AKSOB Students Help Optimize the Lebanese Red Cross Operations

As part of a live case study, AKSOB students create a dashboard to enhance the efficiency of the Lebanese Red Cross emergency call response.

By Chirine El-Mchantaf

Final presentation of the dashboard at LAU in December 2019. From left: Alissar Al Khoury, Anwar Tarabay, Wendy El Hage, Dr. Jordan Srour, Omar Akkawi, Mr. Hassan Saad, Ari Chalita Bouari. Students not pictured: Bashar Hamdan and Eliott Yahchouchi.
Wendy El Hage presenting to the LRC team last year.

Bringing their classwork experience to life, seven students from the Adnan Kassar School of Business (AKSOB) developed and delivered a dashboard that allows the Lebanese Red Cross (LRC) to view and monitor the peak-time rates of their call takers – an initiative that demonstrates the social impact that the AACSB-accredited school is making. 

This falls within the framework of a partnership between LAU and the LRC that recently included a study in volunteer management and mental health support, and a consulting role on the NGO’s community-needs assessment efforts.

With the main purpose of ensuring ample rest for the LRC staff and optimizing operations in their dispatch room, LAU students in the Introduction to Applied Data Analytics course created a fully dynamic dashboard that provides the LRC with key metrics that would help them reduce the utilization rate of their agents.

“In an environment like Lebanon with so much need and often little capacity, call takers work beyond healthy thresholds sometimes,” said Dr. Jordan Srour, associate professor of operations management at AKSOB, who formerly worked on a project to improve the LRC emergency response.

Hence “the importance of the dashboard in recommending breaks when they get close to a 60 percent threshold in any hour,” she explained.

According to Hassan Saad, Deputy Director of the Emergency Medical Services at the LRC, the dashboard allowed them to monitor and analyze the KPIs (Key Performance Indicators) for their dispatch center.

“One of these KPIs is the utilization rates of call takers and checking if these rates meet international standards,” he said, adding that analyzing the call trends and identifying peak times was another added value in which they managed resources accordingly.

→ **Stored data**:
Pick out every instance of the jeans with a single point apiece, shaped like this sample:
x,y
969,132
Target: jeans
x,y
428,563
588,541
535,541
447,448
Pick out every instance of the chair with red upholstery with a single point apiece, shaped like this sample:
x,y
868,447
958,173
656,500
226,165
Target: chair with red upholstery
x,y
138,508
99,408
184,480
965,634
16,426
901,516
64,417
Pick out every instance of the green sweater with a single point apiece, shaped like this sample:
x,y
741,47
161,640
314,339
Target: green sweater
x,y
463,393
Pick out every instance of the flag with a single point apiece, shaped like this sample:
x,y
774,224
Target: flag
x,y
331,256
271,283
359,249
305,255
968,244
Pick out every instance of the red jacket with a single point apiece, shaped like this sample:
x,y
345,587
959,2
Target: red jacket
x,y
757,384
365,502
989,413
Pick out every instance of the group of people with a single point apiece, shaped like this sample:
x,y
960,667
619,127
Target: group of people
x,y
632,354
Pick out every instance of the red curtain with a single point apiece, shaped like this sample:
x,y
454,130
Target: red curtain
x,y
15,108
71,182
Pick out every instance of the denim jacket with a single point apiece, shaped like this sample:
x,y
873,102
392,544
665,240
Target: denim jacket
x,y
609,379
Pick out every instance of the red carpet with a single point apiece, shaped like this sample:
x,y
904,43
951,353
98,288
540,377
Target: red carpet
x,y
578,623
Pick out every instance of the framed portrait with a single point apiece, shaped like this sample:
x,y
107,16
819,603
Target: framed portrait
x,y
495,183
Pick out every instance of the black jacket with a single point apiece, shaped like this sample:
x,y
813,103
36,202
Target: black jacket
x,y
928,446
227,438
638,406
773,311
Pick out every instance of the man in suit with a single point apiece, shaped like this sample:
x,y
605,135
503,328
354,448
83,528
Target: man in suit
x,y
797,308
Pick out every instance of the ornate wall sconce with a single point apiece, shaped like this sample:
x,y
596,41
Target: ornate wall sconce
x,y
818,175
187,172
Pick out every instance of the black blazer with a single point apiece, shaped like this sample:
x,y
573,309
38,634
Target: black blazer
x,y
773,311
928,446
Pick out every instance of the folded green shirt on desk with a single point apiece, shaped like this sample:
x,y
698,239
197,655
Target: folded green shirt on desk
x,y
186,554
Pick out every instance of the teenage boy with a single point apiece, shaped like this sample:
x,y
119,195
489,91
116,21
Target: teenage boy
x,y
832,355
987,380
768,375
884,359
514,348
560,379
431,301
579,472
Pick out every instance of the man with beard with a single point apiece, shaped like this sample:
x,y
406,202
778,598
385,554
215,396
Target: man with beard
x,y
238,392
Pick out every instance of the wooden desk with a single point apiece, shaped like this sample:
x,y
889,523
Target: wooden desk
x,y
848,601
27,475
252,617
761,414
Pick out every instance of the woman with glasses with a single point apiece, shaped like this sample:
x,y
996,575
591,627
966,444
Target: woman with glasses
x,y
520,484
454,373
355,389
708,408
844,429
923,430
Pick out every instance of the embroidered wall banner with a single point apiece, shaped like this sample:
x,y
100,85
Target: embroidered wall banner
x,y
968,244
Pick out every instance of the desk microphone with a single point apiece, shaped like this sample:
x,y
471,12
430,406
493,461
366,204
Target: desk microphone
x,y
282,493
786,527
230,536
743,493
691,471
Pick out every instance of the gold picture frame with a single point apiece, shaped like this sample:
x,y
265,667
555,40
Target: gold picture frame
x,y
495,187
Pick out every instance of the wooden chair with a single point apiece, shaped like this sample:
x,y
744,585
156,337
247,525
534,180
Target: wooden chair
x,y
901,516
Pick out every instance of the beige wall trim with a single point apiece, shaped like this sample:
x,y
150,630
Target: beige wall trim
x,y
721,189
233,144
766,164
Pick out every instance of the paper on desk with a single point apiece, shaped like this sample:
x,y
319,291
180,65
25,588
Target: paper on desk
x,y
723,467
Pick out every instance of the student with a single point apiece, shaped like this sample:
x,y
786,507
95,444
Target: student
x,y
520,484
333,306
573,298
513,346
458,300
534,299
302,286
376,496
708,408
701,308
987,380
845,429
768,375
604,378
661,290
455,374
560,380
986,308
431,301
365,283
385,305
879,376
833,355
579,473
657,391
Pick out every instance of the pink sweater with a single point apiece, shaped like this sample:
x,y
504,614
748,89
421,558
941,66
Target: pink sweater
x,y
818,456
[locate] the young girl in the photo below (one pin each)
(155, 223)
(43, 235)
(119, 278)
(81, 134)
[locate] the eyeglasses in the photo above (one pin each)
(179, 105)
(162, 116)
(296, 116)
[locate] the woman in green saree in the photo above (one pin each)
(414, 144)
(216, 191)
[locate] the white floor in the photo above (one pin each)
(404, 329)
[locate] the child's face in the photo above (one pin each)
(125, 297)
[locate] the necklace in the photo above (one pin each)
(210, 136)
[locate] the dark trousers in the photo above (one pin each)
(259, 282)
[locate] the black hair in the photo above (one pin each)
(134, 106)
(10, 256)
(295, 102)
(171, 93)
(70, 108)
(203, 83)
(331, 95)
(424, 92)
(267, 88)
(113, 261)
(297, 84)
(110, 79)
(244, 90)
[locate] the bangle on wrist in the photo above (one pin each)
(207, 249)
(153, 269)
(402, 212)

→ **WHAT YOU WILL DO**:
(a) Copy the portion of the Lebanese Red Cross dashboard article that runs between "As part of a" and "team last year.", inclusive.
(b) Answer each question from the Lebanese Red Cross dashboard article.
(i) How many AKSOB students developed and delivered the dashboard?
(ii) In which course were the students enrolled when they created it?
(iii) What threshold in any hour does the dashboard use for recommending breaks?
The listing was taken from a separate source.

→ **TASK RESULTS**:
(a)
As part of a live case study, AKSOB students create a dashboard to enhance the efficiency of the Lebanese Red Cross emergency call response.

By Chirine El-Mchantaf

Final presentation of the dashboard at LAU in December 2019. From left: Alissar Al Khoury, Anwar Tarabay, Wendy El Hage, Dr. Jordan Srour, Omar Akkawi, Mr. Hassan Saad, Ari Chalita Bouari. Students not pictured: Bashar Hamdan and Eliott Yahchouchi.
Wendy El Hage presenting to the LRC team last year.

(b)
(i) Seven
(ii) Introduction to Applied Data Analytics
(iii) 60 percent